## Passage
begin
Shaharzad Akbar is an Afghan human rights defender who campaigns in particular for the rights of women in Afghanistan. She has been the Chairperson of the Afghanistan Independent Human Rights Commission since 2019. Until the Taliban took power, she focused on the inclusion of women, young people and civil society in the peace process and on the investigation of serious rights violations. She is currently outside of the country.
Chang Weiping is a Chinese human rights lawyer. He has been in detention once again since 22 October 2020. Chang has primarily worked to advocate LGBTI rights and fight discrimination against women and HIV‑positive people, which led to his losing his licence to practise. He was first detained in January 2020 in an operation known as the Xiamen crackdown. Following his release he publicly discussed the torture he had experienced, which led to a second arrest in October 2020. Despite having been formally arrested and charged in April 2021, he has not yet been granted direct access to lawyers.
Jacques Letang is a trained judge and lawyer in Haiti, where he campaigns for human rights and the rule of law. He is a founding member of the Human Rights Office in Haiti and since 2015 has led a legal team which has facilitated the release of over 150 arbitrarily detained people, supported hundreds of victims of gender-based violence and handled symbolic cases of human rights violations such as the La Saline massacre.
Cristina Palabay from the Philippines has led the national association Karapatan, which brings together human rights defenders and organisations, since 2010. Palabay and her association support victims in court and fight against restrictions on civil liberties by the Duterte government. She is a co‑founder of the Gabriela Women’s Party, which stands up for women’s rights and works to protect women from violence and combat people smuggling, among other issues.
Noelah Godfrey Msuya promotes the rights of children and women in Tanzania. She is a trained special education teacher and the founder and head of the NGO Child Support Tanzania. She and her organisation are dedicated to enabling disadvantaged and disabled children to receive an education. She has founded women’s self-help groups and children’s rights clubs which have a total of 2500 active members.
Erika Lorena Aifán Dávila ist seit über 19 Jahren Richterin in Guatemala und seit über fünf Jahren als Strafrichterin Erster Instanz eines Hochrisikogerichts tätig, wo sie die Fälle schwerer Straftaten von Unternehmern, Beamten, Richtern und Drogenhändlern behandelt. Sie setzt sich dabei für unabhängige und transparente Rechtsprechung ein, wie sie von der großen Mehrheit der guatemaltekischen Gesellschaft gewünscht wird. Trotz enormer Behinderungen und Drohungen setzt sie ihre Arbeit mit Beharrlichkeit und unermüdlichem Einsatz fort.
end
(Excerpts from a detection dataset)
begin
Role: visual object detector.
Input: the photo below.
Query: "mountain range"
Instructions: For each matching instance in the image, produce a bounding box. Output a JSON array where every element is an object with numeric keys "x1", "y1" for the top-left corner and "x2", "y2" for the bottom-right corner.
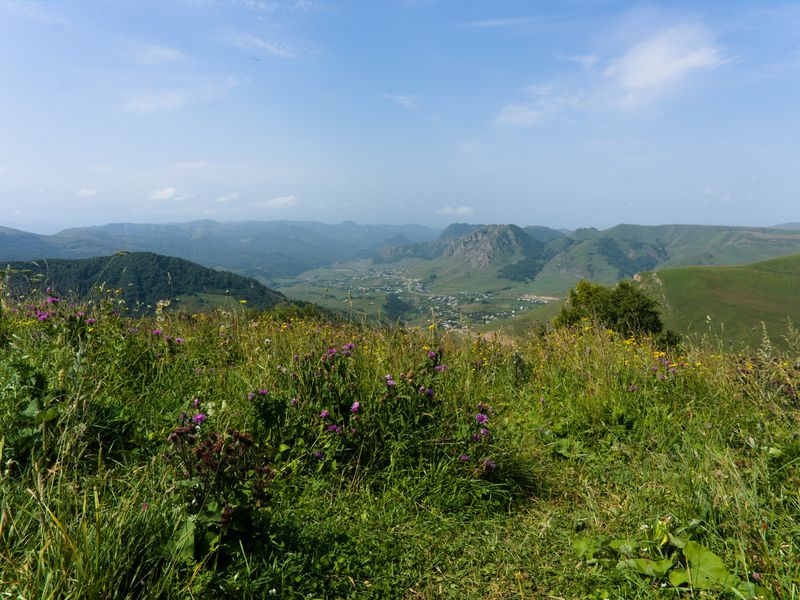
[
  {"x1": 4, "y1": 252, "x2": 288, "y2": 312},
  {"x1": 0, "y1": 221, "x2": 800, "y2": 295}
]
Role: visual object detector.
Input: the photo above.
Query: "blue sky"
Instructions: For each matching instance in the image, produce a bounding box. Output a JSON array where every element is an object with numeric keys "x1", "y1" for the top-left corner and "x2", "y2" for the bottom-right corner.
[{"x1": 0, "y1": 0, "x2": 800, "y2": 233}]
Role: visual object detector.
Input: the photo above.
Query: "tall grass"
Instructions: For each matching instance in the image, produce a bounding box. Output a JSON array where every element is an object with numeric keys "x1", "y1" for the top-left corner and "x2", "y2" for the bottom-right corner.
[{"x1": 0, "y1": 293, "x2": 800, "y2": 598}]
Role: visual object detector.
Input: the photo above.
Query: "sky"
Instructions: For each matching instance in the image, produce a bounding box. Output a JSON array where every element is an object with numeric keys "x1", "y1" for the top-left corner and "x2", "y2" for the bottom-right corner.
[{"x1": 0, "y1": 0, "x2": 800, "y2": 233}]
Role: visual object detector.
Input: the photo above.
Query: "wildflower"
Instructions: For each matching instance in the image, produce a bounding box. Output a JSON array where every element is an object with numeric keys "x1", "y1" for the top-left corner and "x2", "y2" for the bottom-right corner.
[{"x1": 481, "y1": 458, "x2": 497, "y2": 471}]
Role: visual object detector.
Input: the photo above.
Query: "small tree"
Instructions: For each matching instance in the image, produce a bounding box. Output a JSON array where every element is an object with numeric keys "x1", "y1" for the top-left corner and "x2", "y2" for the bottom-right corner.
[{"x1": 554, "y1": 280, "x2": 664, "y2": 335}]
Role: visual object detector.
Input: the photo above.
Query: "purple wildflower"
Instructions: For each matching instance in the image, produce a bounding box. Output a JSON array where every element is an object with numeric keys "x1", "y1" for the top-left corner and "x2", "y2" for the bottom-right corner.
[{"x1": 481, "y1": 458, "x2": 497, "y2": 471}]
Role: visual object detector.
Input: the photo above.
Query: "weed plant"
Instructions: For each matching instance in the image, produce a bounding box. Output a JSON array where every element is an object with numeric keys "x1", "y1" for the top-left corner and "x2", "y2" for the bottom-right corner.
[{"x1": 0, "y1": 291, "x2": 800, "y2": 598}]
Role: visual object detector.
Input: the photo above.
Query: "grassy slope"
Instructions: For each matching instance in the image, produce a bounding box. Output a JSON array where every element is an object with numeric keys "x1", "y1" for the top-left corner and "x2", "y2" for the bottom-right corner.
[
  {"x1": 645, "y1": 255, "x2": 800, "y2": 346},
  {"x1": 0, "y1": 296, "x2": 800, "y2": 599}
]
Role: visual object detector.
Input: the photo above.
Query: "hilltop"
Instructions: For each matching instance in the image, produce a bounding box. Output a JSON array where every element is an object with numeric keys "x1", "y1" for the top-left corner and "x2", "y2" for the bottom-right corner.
[
  {"x1": 641, "y1": 254, "x2": 800, "y2": 347},
  {"x1": 1, "y1": 252, "x2": 288, "y2": 312}
]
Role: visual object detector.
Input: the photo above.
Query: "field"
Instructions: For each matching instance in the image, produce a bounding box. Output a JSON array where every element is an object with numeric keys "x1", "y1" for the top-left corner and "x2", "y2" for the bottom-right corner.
[
  {"x1": 0, "y1": 293, "x2": 800, "y2": 599},
  {"x1": 643, "y1": 255, "x2": 800, "y2": 347}
]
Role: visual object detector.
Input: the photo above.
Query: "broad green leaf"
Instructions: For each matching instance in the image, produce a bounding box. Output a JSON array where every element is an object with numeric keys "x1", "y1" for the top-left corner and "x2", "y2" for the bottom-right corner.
[
  {"x1": 608, "y1": 540, "x2": 639, "y2": 556},
  {"x1": 617, "y1": 558, "x2": 672, "y2": 579},
  {"x1": 669, "y1": 542, "x2": 739, "y2": 590}
]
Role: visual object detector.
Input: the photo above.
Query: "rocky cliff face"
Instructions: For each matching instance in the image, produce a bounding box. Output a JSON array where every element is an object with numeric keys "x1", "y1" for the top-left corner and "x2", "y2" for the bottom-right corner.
[{"x1": 442, "y1": 225, "x2": 541, "y2": 269}]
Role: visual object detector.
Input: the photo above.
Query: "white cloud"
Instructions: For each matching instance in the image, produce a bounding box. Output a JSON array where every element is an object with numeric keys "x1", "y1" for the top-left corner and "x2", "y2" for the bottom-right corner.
[
  {"x1": 222, "y1": 33, "x2": 300, "y2": 58},
  {"x1": 436, "y1": 206, "x2": 475, "y2": 217},
  {"x1": 122, "y1": 90, "x2": 191, "y2": 114},
  {"x1": 170, "y1": 160, "x2": 211, "y2": 171},
  {"x1": 495, "y1": 104, "x2": 545, "y2": 125},
  {"x1": 459, "y1": 17, "x2": 529, "y2": 29},
  {"x1": 382, "y1": 94, "x2": 422, "y2": 110},
  {"x1": 122, "y1": 77, "x2": 239, "y2": 114},
  {"x1": 217, "y1": 192, "x2": 239, "y2": 204},
  {"x1": 603, "y1": 24, "x2": 725, "y2": 106},
  {"x1": 78, "y1": 188, "x2": 97, "y2": 198},
  {"x1": 131, "y1": 44, "x2": 187, "y2": 65},
  {"x1": 147, "y1": 187, "x2": 185, "y2": 202},
  {"x1": 568, "y1": 54, "x2": 600, "y2": 71},
  {"x1": 250, "y1": 196, "x2": 298, "y2": 208},
  {"x1": 495, "y1": 23, "x2": 726, "y2": 126}
]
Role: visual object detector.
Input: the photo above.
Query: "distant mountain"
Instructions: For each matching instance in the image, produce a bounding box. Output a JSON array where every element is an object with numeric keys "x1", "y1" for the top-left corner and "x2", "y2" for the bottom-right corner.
[
  {"x1": 524, "y1": 225, "x2": 570, "y2": 244},
  {"x1": 639, "y1": 254, "x2": 800, "y2": 346},
  {"x1": 380, "y1": 223, "x2": 800, "y2": 295},
  {"x1": 0, "y1": 221, "x2": 439, "y2": 281},
  {"x1": 534, "y1": 225, "x2": 800, "y2": 293},
  {"x1": 4, "y1": 252, "x2": 287, "y2": 312}
]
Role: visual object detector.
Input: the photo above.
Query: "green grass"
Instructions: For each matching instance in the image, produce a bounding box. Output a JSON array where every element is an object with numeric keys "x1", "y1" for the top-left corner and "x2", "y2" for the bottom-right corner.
[
  {"x1": 645, "y1": 255, "x2": 800, "y2": 347},
  {"x1": 0, "y1": 288, "x2": 800, "y2": 599}
]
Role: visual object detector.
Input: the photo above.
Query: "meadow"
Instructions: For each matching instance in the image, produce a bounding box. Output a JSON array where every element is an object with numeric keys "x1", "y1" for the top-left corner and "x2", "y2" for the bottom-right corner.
[{"x1": 0, "y1": 290, "x2": 800, "y2": 599}]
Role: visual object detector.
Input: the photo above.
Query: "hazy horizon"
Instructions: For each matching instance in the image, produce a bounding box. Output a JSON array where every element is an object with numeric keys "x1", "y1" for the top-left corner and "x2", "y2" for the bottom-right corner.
[{"x1": 0, "y1": 0, "x2": 800, "y2": 234}]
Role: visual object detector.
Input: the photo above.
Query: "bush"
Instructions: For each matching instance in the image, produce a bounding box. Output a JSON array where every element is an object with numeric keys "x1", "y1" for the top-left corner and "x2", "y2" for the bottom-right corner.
[{"x1": 554, "y1": 279, "x2": 664, "y2": 335}]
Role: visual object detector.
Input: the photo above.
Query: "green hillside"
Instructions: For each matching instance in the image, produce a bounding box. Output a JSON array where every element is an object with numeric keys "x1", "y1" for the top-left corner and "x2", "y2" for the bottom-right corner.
[
  {"x1": 1, "y1": 252, "x2": 287, "y2": 312},
  {"x1": 642, "y1": 254, "x2": 800, "y2": 345},
  {"x1": 534, "y1": 225, "x2": 800, "y2": 294}
]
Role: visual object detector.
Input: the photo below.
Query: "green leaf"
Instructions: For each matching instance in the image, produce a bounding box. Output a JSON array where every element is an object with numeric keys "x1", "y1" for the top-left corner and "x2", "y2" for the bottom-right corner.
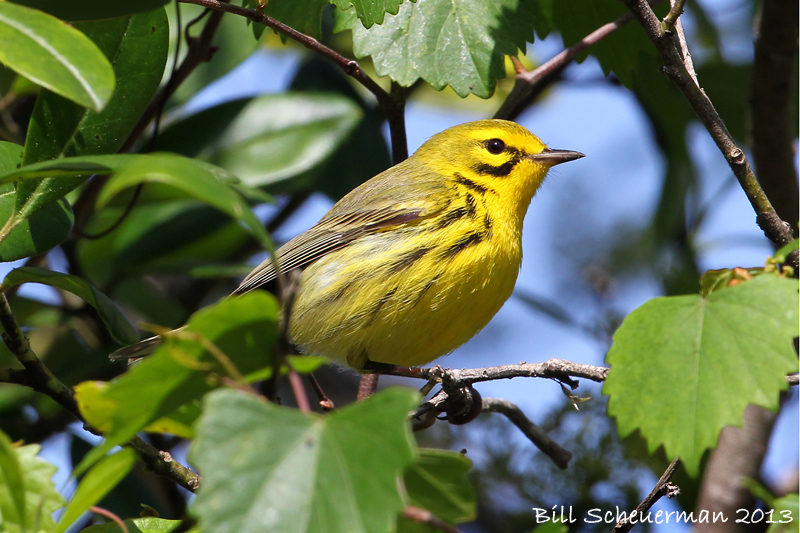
[
  {"x1": 0, "y1": 433, "x2": 64, "y2": 532},
  {"x1": 0, "y1": 153, "x2": 273, "y2": 250},
  {"x1": 767, "y1": 492, "x2": 800, "y2": 533},
  {"x1": 81, "y1": 518, "x2": 180, "y2": 533},
  {"x1": 290, "y1": 56, "x2": 392, "y2": 200},
  {"x1": 0, "y1": 184, "x2": 75, "y2": 262},
  {"x1": 0, "y1": 267, "x2": 139, "y2": 344},
  {"x1": 533, "y1": 522, "x2": 569, "y2": 533},
  {"x1": 0, "y1": 431, "x2": 28, "y2": 531},
  {"x1": 553, "y1": 0, "x2": 669, "y2": 88},
  {"x1": 337, "y1": 0, "x2": 537, "y2": 98},
  {"x1": 190, "y1": 388, "x2": 418, "y2": 533},
  {"x1": 12, "y1": 9, "x2": 169, "y2": 249},
  {"x1": 11, "y1": 0, "x2": 169, "y2": 22},
  {"x1": 75, "y1": 291, "x2": 278, "y2": 472},
  {"x1": 331, "y1": 0, "x2": 406, "y2": 29},
  {"x1": 23, "y1": 10, "x2": 169, "y2": 166},
  {"x1": 97, "y1": 153, "x2": 274, "y2": 251},
  {"x1": 0, "y1": 141, "x2": 74, "y2": 262},
  {"x1": 56, "y1": 448, "x2": 136, "y2": 533},
  {"x1": 0, "y1": 2, "x2": 114, "y2": 111},
  {"x1": 603, "y1": 274, "x2": 798, "y2": 476},
  {"x1": 77, "y1": 200, "x2": 252, "y2": 284},
  {"x1": 157, "y1": 93, "x2": 361, "y2": 187},
  {"x1": 403, "y1": 449, "x2": 476, "y2": 524}
]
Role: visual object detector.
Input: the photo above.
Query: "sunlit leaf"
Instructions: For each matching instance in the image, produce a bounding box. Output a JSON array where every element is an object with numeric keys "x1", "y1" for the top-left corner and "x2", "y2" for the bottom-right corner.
[{"x1": 603, "y1": 274, "x2": 798, "y2": 476}]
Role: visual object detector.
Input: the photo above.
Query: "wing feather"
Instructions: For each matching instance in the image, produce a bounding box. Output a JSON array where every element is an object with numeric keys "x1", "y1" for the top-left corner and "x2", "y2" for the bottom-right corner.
[{"x1": 233, "y1": 160, "x2": 449, "y2": 294}]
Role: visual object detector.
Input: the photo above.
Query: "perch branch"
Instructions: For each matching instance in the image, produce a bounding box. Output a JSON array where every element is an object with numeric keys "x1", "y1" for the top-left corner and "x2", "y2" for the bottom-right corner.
[{"x1": 364, "y1": 359, "x2": 608, "y2": 390}]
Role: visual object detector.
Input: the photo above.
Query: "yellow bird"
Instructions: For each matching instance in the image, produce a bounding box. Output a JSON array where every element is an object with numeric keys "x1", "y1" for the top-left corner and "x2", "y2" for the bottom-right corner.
[
  {"x1": 112, "y1": 120, "x2": 583, "y2": 370},
  {"x1": 228, "y1": 120, "x2": 583, "y2": 370}
]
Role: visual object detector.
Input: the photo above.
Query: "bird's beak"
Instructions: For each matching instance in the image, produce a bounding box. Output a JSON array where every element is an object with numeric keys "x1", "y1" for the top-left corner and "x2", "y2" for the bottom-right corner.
[{"x1": 528, "y1": 148, "x2": 586, "y2": 167}]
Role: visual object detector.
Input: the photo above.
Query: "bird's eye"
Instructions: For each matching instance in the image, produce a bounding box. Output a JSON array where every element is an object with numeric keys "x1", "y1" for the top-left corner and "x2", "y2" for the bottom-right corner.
[{"x1": 486, "y1": 139, "x2": 506, "y2": 155}]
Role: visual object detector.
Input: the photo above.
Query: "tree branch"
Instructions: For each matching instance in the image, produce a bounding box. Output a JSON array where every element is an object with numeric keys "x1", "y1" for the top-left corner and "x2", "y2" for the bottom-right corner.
[
  {"x1": 483, "y1": 398, "x2": 572, "y2": 470},
  {"x1": 622, "y1": 0, "x2": 793, "y2": 246},
  {"x1": 364, "y1": 359, "x2": 608, "y2": 390},
  {"x1": 693, "y1": 405, "x2": 778, "y2": 533},
  {"x1": 0, "y1": 293, "x2": 200, "y2": 492},
  {"x1": 611, "y1": 457, "x2": 681, "y2": 533},
  {"x1": 494, "y1": 9, "x2": 633, "y2": 120},
  {"x1": 750, "y1": 0, "x2": 800, "y2": 234},
  {"x1": 72, "y1": 5, "x2": 228, "y2": 235}
]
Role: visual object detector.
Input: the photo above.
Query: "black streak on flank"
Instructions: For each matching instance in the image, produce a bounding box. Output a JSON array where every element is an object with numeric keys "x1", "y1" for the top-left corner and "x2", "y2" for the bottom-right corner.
[
  {"x1": 464, "y1": 193, "x2": 475, "y2": 218},
  {"x1": 436, "y1": 206, "x2": 474, "y2": 229},
  {"x1": 455, "y1": 172, "x2": 494, "y2": 194},
  {"x1": 366, "y1": 287, "x2": 397, "y2": 326},
  {"x1": 387, "y1": 246, "x2": 433, "y2": 274},
  {"x1": 411, "y1": 274, "x2": 441, "y2": 307},
  {"x1": 442, "y1": 231, "x2": 486, "y2": 258}
]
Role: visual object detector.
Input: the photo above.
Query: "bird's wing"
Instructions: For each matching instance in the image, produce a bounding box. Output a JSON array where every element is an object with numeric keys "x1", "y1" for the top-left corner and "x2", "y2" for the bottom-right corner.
[{"x1": 233, "y1": 163, "x2": 449, "y2": 294}]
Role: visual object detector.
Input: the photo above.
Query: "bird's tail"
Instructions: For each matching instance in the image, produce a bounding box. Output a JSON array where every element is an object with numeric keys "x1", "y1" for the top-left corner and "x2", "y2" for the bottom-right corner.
[{"x1": 108, "y1": 336, "x2": 161, "y2": 363}]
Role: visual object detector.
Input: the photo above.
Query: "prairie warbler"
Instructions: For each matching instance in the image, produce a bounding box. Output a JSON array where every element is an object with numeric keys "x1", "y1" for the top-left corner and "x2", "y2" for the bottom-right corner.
[{"x1": 115, "y1": 120, "x2": 583, "y2": 370}]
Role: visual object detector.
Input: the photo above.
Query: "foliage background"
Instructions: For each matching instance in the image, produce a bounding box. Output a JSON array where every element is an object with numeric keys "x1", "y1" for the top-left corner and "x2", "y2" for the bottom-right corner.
[{"x1": 3, "y1": 1, "x2": 798, "y2": 531}]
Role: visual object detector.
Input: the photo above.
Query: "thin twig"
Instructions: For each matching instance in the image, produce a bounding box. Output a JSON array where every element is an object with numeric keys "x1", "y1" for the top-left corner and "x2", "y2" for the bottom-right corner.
[
  {"x1": 611, "y1": 457, "x2": 681, "y2": 533},
  {"x1": 623, "y1": 0, "x2": 793, "y2": 246},
  {"x1": 73, "y1": 5, "x2": 228, "y2": 235},
  {"x1": 179, "y1": 0, "x2": 393, "y2": 107},
  {"x1": 89, "y1": 505, "x2": 128, "y2": 533},
  {"x1": 356, "y1": 374, "x2": 378, "y2": 401},
  {"x1": 494, "y1": 0, "x2": 660, "y2": 120},
  {"x1": 0, "y1": 293, "x2": 200, "y2": 491},
  {"x1": 750, "y1": 0, "x2": 800, "y2": 234},
  {"x1": 483, "y1": 398, "x2": 572, "y2": 470},
  {"x1": 306, "y1": 372, "x2": 334, "y2": 411},
  {"x1": 365, "y1": 359, "x2": 608, "y2": 389}
]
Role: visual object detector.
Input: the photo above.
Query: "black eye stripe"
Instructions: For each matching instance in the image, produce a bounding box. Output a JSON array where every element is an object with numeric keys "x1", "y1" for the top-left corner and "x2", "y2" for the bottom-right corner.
[{"x1": 485, "y1": 139, "x2": 506, "y2": 155}]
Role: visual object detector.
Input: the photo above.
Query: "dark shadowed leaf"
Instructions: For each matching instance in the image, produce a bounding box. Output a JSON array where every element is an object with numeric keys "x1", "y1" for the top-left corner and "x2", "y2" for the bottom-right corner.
[
  {"x1": 11, "y1": 0, "x2": 169, "y2": 22},
  {"x1": 157, "y1": 93, "x2": 361, "y2": 191},
  {"x1": 75, "y1": 291, "x2": 278, "y2": 472}
]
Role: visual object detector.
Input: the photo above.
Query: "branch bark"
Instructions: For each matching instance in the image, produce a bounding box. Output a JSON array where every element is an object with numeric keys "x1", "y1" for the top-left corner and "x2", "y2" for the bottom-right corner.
[
  {"x1": 483, "y1": 398, "x2": 572, "y2": 470},
  {"x1": 611, "y1": 457, "x2": 681, "y2": 533},
  {"x1": 494, "y1": 9, "x2": 633, "y2": 120},
  {"x1": 622, "y1": 0, "x2": 793, "y2": 246},
  {"x1": 694, "y1": 405, "x2": 778, "y2": 533}
]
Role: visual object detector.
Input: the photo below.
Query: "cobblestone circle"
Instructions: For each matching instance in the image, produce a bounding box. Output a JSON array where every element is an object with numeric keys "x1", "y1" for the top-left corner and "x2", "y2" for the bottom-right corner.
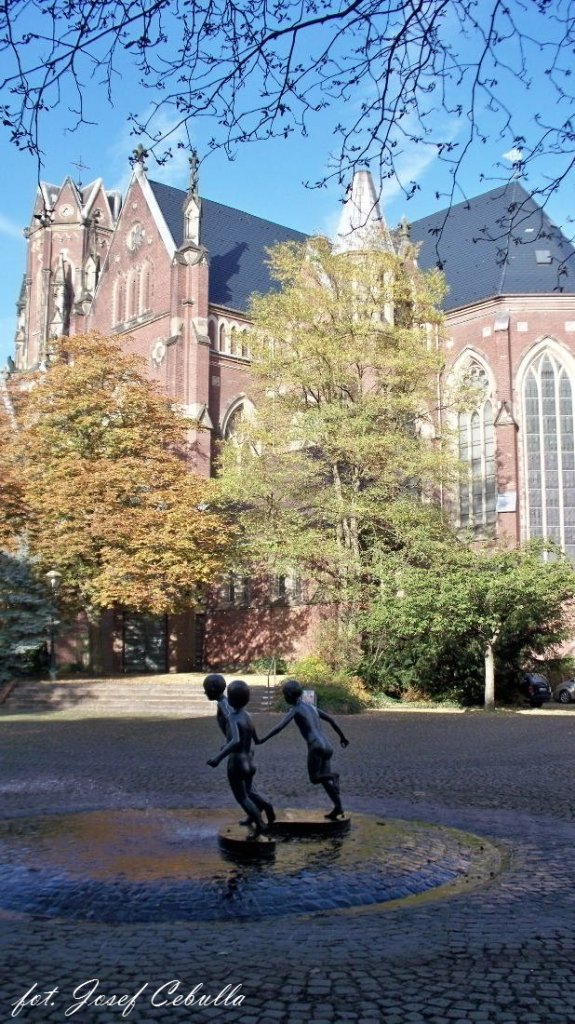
[{"x1": 0, "y1": 712, "x2": 575, "y2": 1024}]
end
## Objective
Extend the profiles of human rights defenders above, picking up right after their final sentence.

## The reply
Monika Borgmann is a German-Lebanese documentary-maker who founded the company UMAM Productions with her husband Lokman Slim in 2001. She has won a number of prizes for her work, which includes the film Tadmor about the experiences of inmates in Syrian prisons. Most recently she has focused her efforts on the MENA Prison Forum, which calls attention to inhumane conditions in detention in the Middle East. Since her husband Lokman Slim’s murder on 4 February 2021, Monika Borgmann has continued alone with the work that they began together.
Narges Mohammadi campaigns against capital punishment and against sexualised violence in Iranian prisons. She was first detained in 1998 and has since been handed several long prison sentences for “acts against national security”, “propaganda against the regime” and her advocacy for the abolishment of capital punishment. This May, she was sentenced to 30 months in prison and 80 lashes for “propaganda against the regime”, “organising a sit-down strike outside a prison” and “disobeying prison staff”. She has been in detention since 16 November.
Nebahat Akkoç has dedicated herself entirely to human rights work since her husband was murdered in 1993. She founded the women’s rights organisation Kamer in 1997. It is based in Diyarbakır and primarily campaigns to stop violence against women. Ms Akkoç has already received several awards for her work, including the Anne Klein Women’s Award presented by the Heinrich Böll Foundation (2015).
PROVEA is a Venezuelan NGO which has been advocating human rights, particularly economic, social and cultural human rights, since 1988. It is based in Caracas and provides legal counsel to human rights defenders and NGOs as part of its work. PROVEA also documents human rights violations, which has helped to raise a great deal of international awareness about the situation in Venezuela. Its staff risk their own safety in pursuit of their mission, and its coordinator Rafael Uzcátegui has already been detained on multiple occasions.
Jake Epelle works to combat the ongoing stigmatisation and discrimination faced by people with albinism in Nigeria, with the help of an organisation founded in 2006 called The Albino Foundation. The problems that he seeks to tackle range from difficulty accessing healthcare and education, to disadvantages on the job market, to experiences of violence. Jake Epelle has also become a spokesperson for the rights of people with disabilities and a driving force for improving their integration into society and political affairs.
Alexandrine Victoire Saizonou is an advocate for women’s and children’s rights in Benin. In 2013 she founded an association for women lawyers which provides support and legal advice free of charge to women and children who have been victims of sexualised violence. She has twice served as a Board member of Benin’s Bar Association, and since 2019 has been a member of the Beninese Human Rights Commission with responsibility for the sub commission on children, stateless persons, refugees and internally displaced persons.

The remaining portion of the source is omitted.